**Prompt:** Reproduce all records exactly.

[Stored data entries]
◇ ◇ ◇

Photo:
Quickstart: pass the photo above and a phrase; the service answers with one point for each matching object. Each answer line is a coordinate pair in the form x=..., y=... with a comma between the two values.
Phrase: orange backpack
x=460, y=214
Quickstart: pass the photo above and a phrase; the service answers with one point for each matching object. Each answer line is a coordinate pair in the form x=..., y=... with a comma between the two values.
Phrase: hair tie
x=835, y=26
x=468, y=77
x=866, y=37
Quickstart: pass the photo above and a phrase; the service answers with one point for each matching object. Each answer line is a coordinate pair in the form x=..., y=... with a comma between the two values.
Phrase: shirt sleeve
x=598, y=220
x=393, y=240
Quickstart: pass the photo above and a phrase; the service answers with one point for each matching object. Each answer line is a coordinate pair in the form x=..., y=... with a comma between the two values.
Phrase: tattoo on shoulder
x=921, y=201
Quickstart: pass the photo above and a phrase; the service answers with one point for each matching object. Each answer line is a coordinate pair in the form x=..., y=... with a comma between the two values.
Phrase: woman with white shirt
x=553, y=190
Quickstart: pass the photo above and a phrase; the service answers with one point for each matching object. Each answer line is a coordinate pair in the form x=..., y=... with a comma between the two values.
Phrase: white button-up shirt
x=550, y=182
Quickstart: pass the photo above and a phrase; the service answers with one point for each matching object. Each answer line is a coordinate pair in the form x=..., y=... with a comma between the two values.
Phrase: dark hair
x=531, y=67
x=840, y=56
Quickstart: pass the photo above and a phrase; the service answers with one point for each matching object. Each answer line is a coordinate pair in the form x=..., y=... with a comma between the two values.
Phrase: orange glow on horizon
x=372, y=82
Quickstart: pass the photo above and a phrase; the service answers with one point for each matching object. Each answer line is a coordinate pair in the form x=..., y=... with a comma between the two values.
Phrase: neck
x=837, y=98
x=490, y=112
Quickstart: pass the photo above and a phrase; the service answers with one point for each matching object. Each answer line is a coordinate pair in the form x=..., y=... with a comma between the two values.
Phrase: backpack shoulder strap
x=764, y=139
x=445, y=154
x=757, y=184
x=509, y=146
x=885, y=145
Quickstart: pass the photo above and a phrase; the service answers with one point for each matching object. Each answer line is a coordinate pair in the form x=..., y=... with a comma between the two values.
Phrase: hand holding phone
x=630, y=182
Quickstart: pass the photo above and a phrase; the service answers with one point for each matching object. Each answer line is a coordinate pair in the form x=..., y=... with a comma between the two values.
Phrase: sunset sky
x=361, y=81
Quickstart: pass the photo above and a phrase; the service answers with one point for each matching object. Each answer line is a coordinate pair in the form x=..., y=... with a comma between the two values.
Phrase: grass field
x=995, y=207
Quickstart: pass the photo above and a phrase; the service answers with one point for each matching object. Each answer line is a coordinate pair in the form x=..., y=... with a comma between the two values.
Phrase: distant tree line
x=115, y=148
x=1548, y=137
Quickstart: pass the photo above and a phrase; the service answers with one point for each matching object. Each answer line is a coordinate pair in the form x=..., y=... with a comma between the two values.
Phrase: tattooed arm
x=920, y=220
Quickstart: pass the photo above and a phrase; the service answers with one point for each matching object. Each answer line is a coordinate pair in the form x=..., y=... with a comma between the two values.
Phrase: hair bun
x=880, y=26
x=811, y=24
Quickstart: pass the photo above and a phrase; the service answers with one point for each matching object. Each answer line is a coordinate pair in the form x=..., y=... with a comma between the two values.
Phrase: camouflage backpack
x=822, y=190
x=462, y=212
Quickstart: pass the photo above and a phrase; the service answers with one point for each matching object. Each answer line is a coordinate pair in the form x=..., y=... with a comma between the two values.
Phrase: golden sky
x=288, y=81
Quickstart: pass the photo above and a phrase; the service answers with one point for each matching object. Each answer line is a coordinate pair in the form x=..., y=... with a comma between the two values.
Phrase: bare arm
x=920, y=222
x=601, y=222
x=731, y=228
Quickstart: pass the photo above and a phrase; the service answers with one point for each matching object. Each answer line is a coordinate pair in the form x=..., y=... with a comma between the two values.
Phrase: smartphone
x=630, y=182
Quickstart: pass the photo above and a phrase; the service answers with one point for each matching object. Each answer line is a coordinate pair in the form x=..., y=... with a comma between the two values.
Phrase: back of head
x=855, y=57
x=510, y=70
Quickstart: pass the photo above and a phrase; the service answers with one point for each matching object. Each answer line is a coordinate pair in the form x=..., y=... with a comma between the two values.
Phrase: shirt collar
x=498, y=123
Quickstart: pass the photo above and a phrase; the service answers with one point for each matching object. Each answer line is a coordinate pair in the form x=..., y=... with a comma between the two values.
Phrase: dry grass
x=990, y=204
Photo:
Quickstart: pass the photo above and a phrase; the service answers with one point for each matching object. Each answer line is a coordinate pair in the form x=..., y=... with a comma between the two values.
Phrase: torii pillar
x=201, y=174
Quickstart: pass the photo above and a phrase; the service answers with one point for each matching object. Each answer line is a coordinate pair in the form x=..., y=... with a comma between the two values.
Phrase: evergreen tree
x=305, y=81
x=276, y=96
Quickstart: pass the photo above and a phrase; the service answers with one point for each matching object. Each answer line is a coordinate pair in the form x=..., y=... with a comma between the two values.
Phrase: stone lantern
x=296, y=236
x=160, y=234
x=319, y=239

◇ ◇ ◇

**Task answer:**
Photo:
Quickstart: pass the photo above and a phrase; the service answers with one point for each matching object. Each answer line is a coordinate pair in the form x=..., y=... with a comma between the two values.
Phrase: orange backpack
x=460, y=214
Quickstart: pass the photo above and a phrase; the service answers with one point for each matching object. Each answer line is a coordinate pair in the form x=..., y=... with a comma between the two values.
Phrase: hair tie
x=835, y=26
x=468, y=77
x=866, y=37
Quickstart: pass the photo above and a phrase; the service answers with one point for each matching object. Each answer line is a coordinate pair in the form x=..., y=... with a comma between the two values.
Phrase: shirt sleeve
x=598, y=220
x=393, y=240
Quickstart: pass the photo above and a phrase; the service answers with one point for each matching object. Each answer line is a coordinate pair in the form x=..., y=... with a comma between the two values.
Phrase: tattoo on shoulder
x=921, y=201
Quickstart: pass the photo above and a phrase; the service answers with one point for each matching object. Each answer line is a coordinate pair in the form x=..., y=... with a comma between the two values.
Phrase: woman with white shirt
x=553, y=190
Quickstart: pass the photo above and a phrase; the service answers with one point for each matching object. Each answer line is a coordinate pair in the form x=..., y=... with a comma between the two values.
Phrase: white button-up shirt
x=550, y=182
Quickstart: pass the photo above and a phrase; the service answers with one point for each matching object. Each answer line is a coordinate pair in the form x=..., y=... with a comma between the two values.
Phrase: dark hair
x=531, y=67
x=840, y=56
Quickstart: pass the photo above and a phrase; the service answers with one point for each matching object. Each answer line is a coordinate pair in the form x=..., y=... with a comma between the two values.
Phrase: orange glow on horizon
x=372, y=82
Quickstart: pass the photo above and a phrase; the service answers with one point for each matching object. Each answer line is a coordinate pair in the form x=..., y=... with a comma between the two values.
Phrase: neck
x=837, y=98
x=490, y=112
Quickstart: pass the photo above and a phrase; the service answers with one point for each matching object. Each answer line is a coordinate pair in the form x=..., y=... with a comma between the two values.
Phrase: backpack shoulder strap
x=764, y=139
x=445, y=154
x=757, y=184
x=509, y=146
x=885, y=145
Quickstart: pass the photo above and a phrase; the service answers with one point for each matching object. Each answer line is a coordinate pair in the form x=..., y=... with a comma between the two values.
Phrase: hand holding phone
x=630, y=182
Quickstart: pass the photo above and a phrase; the service answers with one point for each matching object. Each answer line is a coordinate pair in the form x=..., y=... with a comma between the two values.
Phrase: sunset sky
x=361, y=81
Quickstart: pass the photo above and a phrase; the service answers with one point for each matching object. Each answer line is a coordinate pair in the form x=..., y=... with a comma between the two values.
Phrase: grass field
x=995, y=207
Quickstart: pass the photo above and a phrase; the service answers with one point for each matching object. Each answer line is a coordinate pair in the form x=..., y=... with a comma between the two values.
Phrase: distant tree line
x=115, y=148
x=1548, y=137
Quickstart: pass the photo above and a phrase; the service answers with one point for each matching object. Each answer line is a coordinate pair in the form x=..., y=... with a comma between the two values.
Phrase: tattooed arm
x=920, y=220
Quickstart: pass the photo above and a phrase; the service answers with one point for each matching object. Each answer line is a coordinate pair in the form x=..., y=... with a comma between the two values.
Phrase: hair bun
x=880, y=26
x=811, y=24
Quickstart: pass the photo above and a phrase; the service answers with one point for each matching object. Each answer line is a coordinate pair in the form x=..., y=... with a comma between the two values.
Phrase: camouflage backpack
x=822, y=190
x=462, y=212
Quickstart: pass the photo above and a phrase; the service answers with one point for each matching object. Each answer line is a coordinate pair in the form x=..., y=... with a comma between the two values.
Phrase: golden sky
x=288, y=81
Quickstart: pass the photo above and a phrase; the service answers with one point for each matching object. Each answer line is a coordinate pair in the form x=..., y=... with a comma between the two values.
Phrase: bare arm
x=920, y=222
x=601, y=222
x=731, y=228
Quickstart: pass the photo above and a phrase; the service answers with one point for each matching object. Each answer line is a coordinate pair in the form x=..., y=... with a comma between the two values.
Phrase: smartphone
x=630, y=182
Quickstart: pass the photo above and a phrase; the service answers with one point for each matching object. Each answer line is a coordinate pair in the form x=..., y=... with a comma between the two values.
Phrase: back of head
x=855, y=57
x=510, y=70
Quickstart: pass the photo above and a phrase; the service answers with one point for each matching object. Each answer line is a coordinate pair in the form x=..., y=... with a comma between the two values.
Phrase: shirt collar
x=498, y=123
Quickstart: pass the photo above and a phrase; the service answers with one point for each matching object. Each answer line is a coordinate pair in the form x=..., y=... with a comma between the two values.
Phrase: dry grass
x=990, y=204
Photo:
Quickstart: pass the photo above and a phrase; the service answers with one point for each matching object. Each answer line is a coordinate pair in the form x=..., y=... with a comma between the two values.
Phrase: torii pillar
x=201, y=174
Quickstart: pass the photo above and a phrase; the service answers with one point for each matching object. Each answer line is a coordinate pair in the form x=..., y=... with a comma between the two values.
Phrase: evergreen tree
x=305, y=81
x=276, y=96
Quickstart: pass the photo above and a phrase; the service answers with one point for each matching object. Each answer line is a coordinate pair in the form x=..., y=... with a comma between the two values.
Phrase: stone lantern
x=296, y=236
x=160, y=234
x=319, y=239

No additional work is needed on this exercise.